TRECHO DO DOCUMENTO:
Horizonte ético da Mobilização Social

O horizonte ético é aquilo que dá sentido a um processo de mobilização. Uma das formas como um país explicita seu horizonte ético, seu projeto de nação, é através de sua Constituição. Nela ele define seu projeto de futuro, suas escolhas. Quanto mais tiver sido participativo o processo de sua elaboração, mais estas escolhas refletirão a vontade de todos e serão por todos compartilhadas.

Compreensão do conceito de cidadania e dos princípios da Democracia

Os gregos se tornaram capazes de criar a democracia a partir do momento que descobriram que a ordem social não era ditada pelos deuses, mas construída pelos homens, quando vislumbraram a possibilidade de construir uma sociedade cujo destino não estivesse fora dela, mas nas mãos de todos os que dela participavam.

A democracia é uma ordem social que se caracteriza pelo fato de suas leis e suas normas serem construídas pelos mesmos que as vão cumprir e proteger. A democracia é uma ordem auto-fundada. Por isso, a democracia é uma cosmovisão, o que quer dizer que ela é uma forma de ver o mundo. Uma forma que aceita cada pessoa como fonte de criação de ordem social. A democracia não pode ser imposta, tem que ser quotidianamente construída. Ela é fruto da decisão de uma sociedade, que acredita que é possível criá-la, a partir de uma unidade de propósito e do respeito pelas diferenças. “Cidadão é a pessoa capaz de criar ou transformar, com outros, a ordem social e a quem cabe cumprir e proteger as leis que ele mesmo ajudou a criar.

Como se define a dignidade humana?
A dignidade humana tem uma definição básica, condensada entre os diversos países, expressa na Declaração Universal dos Direitos Humanos (10 de novembro de 1948). Ainda que não haja modelo ideal de democracia, toda ordem democrática está orientada a proteger e fortalecer os Direitos Humanos (fundamentais, políticos, econômicos, sociais, culturais e ambientais) e a proteger e desenvolver a vida.

LISTA DE TAREFAS:
• a. No trecho sobre mobilização social, em que documento aparece a definição básica de dignidade humana?
• b. Por favor, dê continuidade ao trecho sobre mobilização social a partir da última frase apresentada.
A listagem não tem nenhum papel nesta atividade.

DADOS COLETADOS:
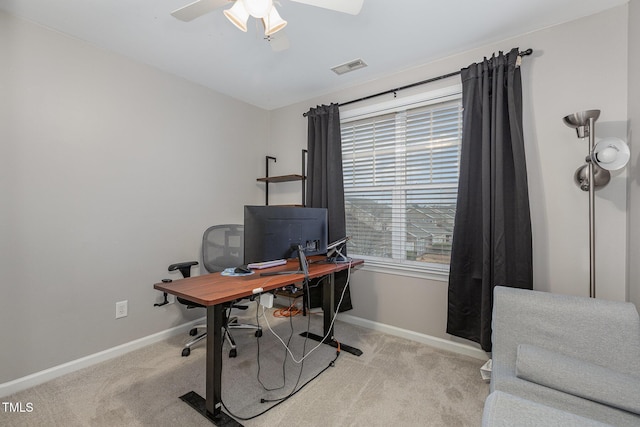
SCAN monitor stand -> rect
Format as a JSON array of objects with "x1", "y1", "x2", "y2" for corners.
[{"x1": 260, "y1": 245, "x2": 309, "y2": 278}]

RESPOSTAS POR TAREFA:
• a. Na Declaração Universal dos Direitos Humanos.

• b.
A Declaração Universal dos Direitos Humanos é o projeto de humanidade que nosso século concebeu e conseguiu condensar, uma de suas contribuições mais originais. Nos séculos passados, alguns países, como os Estados Unidos na sua Constituição (1787) e a França na Declaração dos Direitos do Cidadão (1789), haviam definido os direitos humanos, mas eram experiências, isoladas, de cada país. Nunca na História, um número tão grande de países foi capaz de atingir um consenso quanto à relevância e quanto ao conteúdo deste tema, como expresso nesta Declaração. Reúne direitos que possuímos simplesmente por sermos da espécie humana, anteriores a toda distinção, a toda ação cultural, econômica ou política, a toda característica étnica, etc.

Quando incorporamos aos direitos garantidos na nossa Constituição a íntegra da Declaração Universal dos Direitos Humanos (Título II – Dos Direitos Fundamentais, artigo 5º ) e declaramos a dignidade humana como um dos fundamentos de nossa nação e de nosso modelo de democracia nos comprometemos com a formulação de um projeto de desenvolvimento que não seja exclusivamente econômico, baseado nos Direitos Humanos e que contribua para transformá-los de projeto ético em um projeto público, de todos, em uma visão de mundo, um discurso, uma decisão e uma ação.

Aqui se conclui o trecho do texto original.